CONSEGNA 1:
Rispondi a queste domande sulla scheda di First Man:
(a) Chi è il regista del film?
(b) Quanto dura il film?
(c) Che cosa indossa Ryan Gosling nella locandina?

SEZIONE DI TESTO:
════════

First Man – Il primo uomo

30 Gennaio 202480/1005 min
Uscita
2018
Regista
Damien Chazelle
Paese
USA
Durata
141 min
Voto complessivo
I nostri voti
Regia
Recitazione
Sceneggiatura
Fotografia
Effetti speciali
Colonna sonora
Semantica
In breve
Sommario

Ero sulla pagina Wikipedia di Damien Chazelle per leggere con frustrazione e risentimento l’ennesima biografia del trentenne di turno che ha raggiunto ogni traguardo che si era prefissato, quando mi cade l’occhio sulla filmografia e scopro sorpreso che, dei lungometraggi da lui diretti, me ne manca uno.

Apro Bezos Prime, lo cerco, lo trovo, osservo la locandina prima di premere play: Ryan “Ken” Gosling di profilo con indosso un casco aerospaziale.

════════

RECORD DEL DATASET:

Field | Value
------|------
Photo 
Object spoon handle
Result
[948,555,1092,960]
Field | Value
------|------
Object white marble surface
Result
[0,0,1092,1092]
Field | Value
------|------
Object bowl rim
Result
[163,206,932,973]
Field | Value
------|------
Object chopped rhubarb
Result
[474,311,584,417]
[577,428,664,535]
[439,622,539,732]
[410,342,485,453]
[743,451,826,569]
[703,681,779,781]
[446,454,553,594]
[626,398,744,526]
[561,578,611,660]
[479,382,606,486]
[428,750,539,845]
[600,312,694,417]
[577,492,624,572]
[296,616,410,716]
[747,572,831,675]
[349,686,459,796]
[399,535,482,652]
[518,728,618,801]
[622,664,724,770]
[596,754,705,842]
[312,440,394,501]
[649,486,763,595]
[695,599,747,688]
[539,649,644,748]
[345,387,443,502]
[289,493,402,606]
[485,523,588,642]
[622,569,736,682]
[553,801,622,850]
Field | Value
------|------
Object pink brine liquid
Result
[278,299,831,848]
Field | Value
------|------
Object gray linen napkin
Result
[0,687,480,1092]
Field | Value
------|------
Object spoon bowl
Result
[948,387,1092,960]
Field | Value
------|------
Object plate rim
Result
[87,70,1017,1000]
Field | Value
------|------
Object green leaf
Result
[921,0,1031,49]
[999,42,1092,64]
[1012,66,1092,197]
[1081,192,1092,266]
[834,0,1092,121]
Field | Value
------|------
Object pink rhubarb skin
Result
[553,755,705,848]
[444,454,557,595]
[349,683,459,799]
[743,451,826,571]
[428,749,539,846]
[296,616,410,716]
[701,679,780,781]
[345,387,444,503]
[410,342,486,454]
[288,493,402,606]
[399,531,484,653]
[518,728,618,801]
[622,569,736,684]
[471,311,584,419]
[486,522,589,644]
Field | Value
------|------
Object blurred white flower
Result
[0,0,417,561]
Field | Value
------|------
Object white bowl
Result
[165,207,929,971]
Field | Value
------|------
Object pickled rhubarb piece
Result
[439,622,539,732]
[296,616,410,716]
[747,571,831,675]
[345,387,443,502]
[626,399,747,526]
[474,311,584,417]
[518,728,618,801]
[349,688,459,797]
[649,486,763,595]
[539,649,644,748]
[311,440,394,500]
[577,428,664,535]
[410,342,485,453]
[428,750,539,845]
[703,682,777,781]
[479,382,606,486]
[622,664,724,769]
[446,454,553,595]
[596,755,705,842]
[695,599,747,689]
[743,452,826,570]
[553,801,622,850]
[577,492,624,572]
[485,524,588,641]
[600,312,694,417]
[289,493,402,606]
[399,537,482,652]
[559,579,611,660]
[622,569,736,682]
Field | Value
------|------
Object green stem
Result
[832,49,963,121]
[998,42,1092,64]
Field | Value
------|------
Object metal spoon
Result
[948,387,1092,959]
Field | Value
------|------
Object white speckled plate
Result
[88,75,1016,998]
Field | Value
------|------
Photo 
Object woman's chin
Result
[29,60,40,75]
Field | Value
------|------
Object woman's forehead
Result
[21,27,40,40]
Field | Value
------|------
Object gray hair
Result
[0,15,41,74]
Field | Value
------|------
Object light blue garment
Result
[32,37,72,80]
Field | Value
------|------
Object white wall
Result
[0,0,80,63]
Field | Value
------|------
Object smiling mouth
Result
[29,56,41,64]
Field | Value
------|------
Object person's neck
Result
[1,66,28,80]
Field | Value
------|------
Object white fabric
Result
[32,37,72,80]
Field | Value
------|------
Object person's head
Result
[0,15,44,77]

════════

CONSEGNA 2:
Trascrivi i record dall'inizio fino alla riga che contiene "[163,206,932,973]", entrambe incluse, sostituendo "Object" con "Oggetto" e lasciando il resto invariato.

RISPOSTA SCRITTA 1:
(a) Damien Chazelle
(b) 141 minuti
(c) Un casco aerospaziale

RISPOSTA SCRITTA 2:
Field | Value
------|------
Photo 
Oggetto spoon handle
Result
[948,555,1092,960]
Field | Value
------|------
Oggetto white marble surface
Result
[0,0,1092,1092]
Field | Value
------|------
Oggetto bowl rim
Result
[163,206,932,973]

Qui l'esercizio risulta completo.